**Task**
Your task is to retype every entry exactly, omitting nothing.

◆ ◆ ◆ ◆ ◆ ◆ ◆

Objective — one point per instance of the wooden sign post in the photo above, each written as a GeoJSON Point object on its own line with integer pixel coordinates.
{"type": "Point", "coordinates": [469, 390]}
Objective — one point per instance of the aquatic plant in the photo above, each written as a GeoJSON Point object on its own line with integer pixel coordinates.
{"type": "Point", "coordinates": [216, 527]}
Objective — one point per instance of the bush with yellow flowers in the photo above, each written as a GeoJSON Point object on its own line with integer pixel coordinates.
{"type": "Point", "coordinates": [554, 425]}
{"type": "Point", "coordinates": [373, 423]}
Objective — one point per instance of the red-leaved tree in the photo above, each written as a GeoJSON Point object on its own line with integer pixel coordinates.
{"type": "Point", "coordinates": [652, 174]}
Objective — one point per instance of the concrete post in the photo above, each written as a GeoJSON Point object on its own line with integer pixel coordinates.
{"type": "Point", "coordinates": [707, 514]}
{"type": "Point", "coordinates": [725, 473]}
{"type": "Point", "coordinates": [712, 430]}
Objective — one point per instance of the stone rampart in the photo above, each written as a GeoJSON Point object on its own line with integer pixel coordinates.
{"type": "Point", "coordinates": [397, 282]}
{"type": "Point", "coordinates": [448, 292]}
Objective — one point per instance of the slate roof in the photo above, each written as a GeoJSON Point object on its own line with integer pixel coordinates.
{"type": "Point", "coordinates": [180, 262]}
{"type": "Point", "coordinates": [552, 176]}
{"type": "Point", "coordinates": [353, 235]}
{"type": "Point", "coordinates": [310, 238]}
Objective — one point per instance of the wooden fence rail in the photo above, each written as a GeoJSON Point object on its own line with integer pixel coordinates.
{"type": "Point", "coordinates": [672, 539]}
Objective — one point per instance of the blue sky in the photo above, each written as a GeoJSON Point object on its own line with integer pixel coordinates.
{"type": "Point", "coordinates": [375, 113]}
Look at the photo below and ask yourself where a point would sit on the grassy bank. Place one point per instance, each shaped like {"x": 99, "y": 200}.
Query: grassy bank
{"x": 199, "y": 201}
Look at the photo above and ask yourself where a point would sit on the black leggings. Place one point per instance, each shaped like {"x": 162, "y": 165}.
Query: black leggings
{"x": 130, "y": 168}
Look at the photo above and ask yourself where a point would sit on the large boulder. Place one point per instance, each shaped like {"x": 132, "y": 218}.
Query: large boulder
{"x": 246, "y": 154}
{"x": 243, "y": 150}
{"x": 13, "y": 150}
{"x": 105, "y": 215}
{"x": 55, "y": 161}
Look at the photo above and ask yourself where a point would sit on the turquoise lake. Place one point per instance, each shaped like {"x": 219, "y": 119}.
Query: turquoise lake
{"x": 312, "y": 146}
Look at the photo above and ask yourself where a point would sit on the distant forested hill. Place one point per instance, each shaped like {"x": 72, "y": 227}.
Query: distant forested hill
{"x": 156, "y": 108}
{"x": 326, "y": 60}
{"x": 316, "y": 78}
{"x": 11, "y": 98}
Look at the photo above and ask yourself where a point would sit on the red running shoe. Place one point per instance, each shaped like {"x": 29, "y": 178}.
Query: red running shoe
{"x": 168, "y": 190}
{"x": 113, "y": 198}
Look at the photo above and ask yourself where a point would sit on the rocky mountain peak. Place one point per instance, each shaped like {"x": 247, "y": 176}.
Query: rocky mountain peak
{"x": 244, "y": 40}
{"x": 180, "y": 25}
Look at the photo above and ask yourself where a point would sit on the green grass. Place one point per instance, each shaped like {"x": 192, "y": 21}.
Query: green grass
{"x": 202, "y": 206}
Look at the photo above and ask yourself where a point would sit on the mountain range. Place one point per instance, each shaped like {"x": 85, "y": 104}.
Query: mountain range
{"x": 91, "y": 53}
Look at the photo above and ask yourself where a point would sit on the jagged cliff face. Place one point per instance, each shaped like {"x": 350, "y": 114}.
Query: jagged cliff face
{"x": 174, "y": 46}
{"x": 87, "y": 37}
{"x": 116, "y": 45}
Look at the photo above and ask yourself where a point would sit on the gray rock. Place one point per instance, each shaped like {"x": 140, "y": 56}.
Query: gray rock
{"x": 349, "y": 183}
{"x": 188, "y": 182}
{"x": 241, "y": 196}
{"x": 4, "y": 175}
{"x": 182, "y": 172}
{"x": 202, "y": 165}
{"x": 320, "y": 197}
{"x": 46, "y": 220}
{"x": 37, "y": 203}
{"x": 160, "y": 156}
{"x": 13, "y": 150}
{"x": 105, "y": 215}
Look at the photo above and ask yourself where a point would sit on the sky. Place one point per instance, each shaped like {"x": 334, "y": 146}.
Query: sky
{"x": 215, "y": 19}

◆ ◆ ◆ ◆ ◆ ◆ ◆

**Task answer**
Objective — one point per instance of the wooden sign post in the photo above, each written as a GeoJSON Point object on its own line with integer pixel coordinates.
{"type": "Point", "coordinates": [469, 390]}
Objective — one point per instance of the aquatic plant in the photo above, each written as a GeoJSON Point object on its own line with integer pixel coordinates.
{"type": "Point", "coordinates": [216, 527]}
Objective — one point per instance of the bush with yellow flowers in the photo above, each written as a GeoJSON Point object on its own line with integer pixel coordinates.
{"type": "Point", "coordinates": [554, 425]}
{"type": "Point", "coordinates": [373, 423]}
Objective — one point per instance of the red-leaved tree in the photo above, each written as a GeoJSON Point object on its own line with integer pixel coordinates.
{"type": "Point", "coordinates": [652, 174]}
Objective — one point per instance of the concrete post in the photo above, each written as a GeoJSON Point object on its own line with integer pixel coordinates.
{"type": "Point", "coordinates": [707, 514]}
{"type": "Point", "coordinates": [725, 473]}
{"type": "Point", "coordinates": [712, 430]}
Objective — one point per instance of the stone rampart in the photo above, each written as a GeoJSON Point object on its own line with integer pixel coordinates.
{"type": "Point", "coordinates": [397, 282]}
{"type": "Point", "coordinates": [448, 292]}
Objective — one point per instance of the slate roof in the photo above, each written as a GeoJSON Point object on its own line with integer pixel coordinates.
{"type": "Point", "coordinates": [180, 262]}
{"type": "Point", "coordinates": [552, 176]}
{"type": "Point", "coordinates": [353, 235]}
{"type": "Point", "coordinates": [310, 238]}
Objective — one point per instance of the wooden fence rail in the photo above, each written as a GeoJSON Point object on its own line with integer pixel coordinates.
{"type": "Point", "coordinates": [672, 539]}
Objective — one point per instance of the blue sky in the photo above, each written as a GeoJSON Point object on its own line with integer pixel coordinates.
{"type": "Point", "coordinates": [375, 113]}
Look at the photo below and ask yourself where a point would sit on the grassy bank. Place one point per instance, each shaped like {"x": 99, "y": 200}.
Query: grassy bank
{"x": 199, "y": 201}
Look at the photo above and ask yourself where a point would sit on the black leggings. Place one point per instance, each shaped like {"x": 162, "y": 165}.
Query: black leggings
{"x": 130, "y": 168}
Look at the photo above and ask yourself where a point would sit on the large boulder. Place one point per instance, each shaped like {"x": 132, "y": 218}.
Query: large boulder
{"x": 246, "y": 154}
{"x": 243, "y": 150}
{"x": 13, "y": 150}
{"x": 105, "y": 215}
{"x": 55, "y": 161}
Look at the photo above and ask yourself where a point would sit on the turquoise lake. Place one point per instance, each shaped like {"x": 219, "y": 119}.
Query: turquoise lake
{"x": 312, "y": 146}
Look at the photo above and ask yourself where a point would sit on the distant forested hill. Place one point per instance, each shaped like {"x": 72, "y": 227}.
Query: distant forested hill
{"x": 156, "y": 108}
{"x": 326, "y": 60}
{"x": 316, "y": 78}
{"x": 11, "y": 98}
Look at the photo above and ask yourself where a point would sit on the red running shoe. Place one point per instance, each shaped like {"x": 29, "y": 178}.
Query: red running shoe
{"x": 168, "y": 190}
{"x": 113, "y": 198}
Look at the photo above and ask yourself where a point would sit on the rocky mountain peak. Place one point per instance, each shaped like {"x": 247, "y": 176}.
Query: rocky mountain peak
{"x": 244, "y": 40}
{"x": 180, "y": 25}
Look at the photo above and ask yourself where a point would sit on the green grass. Place one point per instance, each shaped like {"x": 192, "y": 21}.
Query: green grass
{"x": 202, "y": 206}
Look at the photo above and ask yourself where a point would sit on the mountain range. Place one point per instance, each shaped like {"x": 85, "y": 104}.
Query: mountain range
{"x": 91, "y": 53}
Look at the photo above and ask yourself where a point would sit on the jagged cliff face. Place one point per instance, each shaped like {"x": 350, "y": 114}.
Query: jagged cliff face
{"x": 174, "y": 46}
{"x": 87, "y": 37}
{"x": 116, "y": 45}
Look at the photo above and ask yourself where a point would sit on the gray rock. Place one point per instance, each shaped like {"x": 140, "y": 56}.
Query: gray rock
{"x": 349, "y": 183}
{"x": 188, "y": 182}
{"x": 241, "y": 196}
{"x": 4, "y": 175}
{"x": 182, "y": 172}
{"x": 202, "y": 165}
{"x": 320, "y": 197}
{"x": 46, "y": 220}
{"x": 37, "y": 203}
{"x": 160, "y": 156}
{"x": 13, "y": 150}
{"x": 105, "y": 215}
Look at the photo above and ask yourself where a point would sit on the sky. Place one point per instance, each shaped like {"x": 334, "y": 146}.
Query: sky
{"x": 215, "y": 19}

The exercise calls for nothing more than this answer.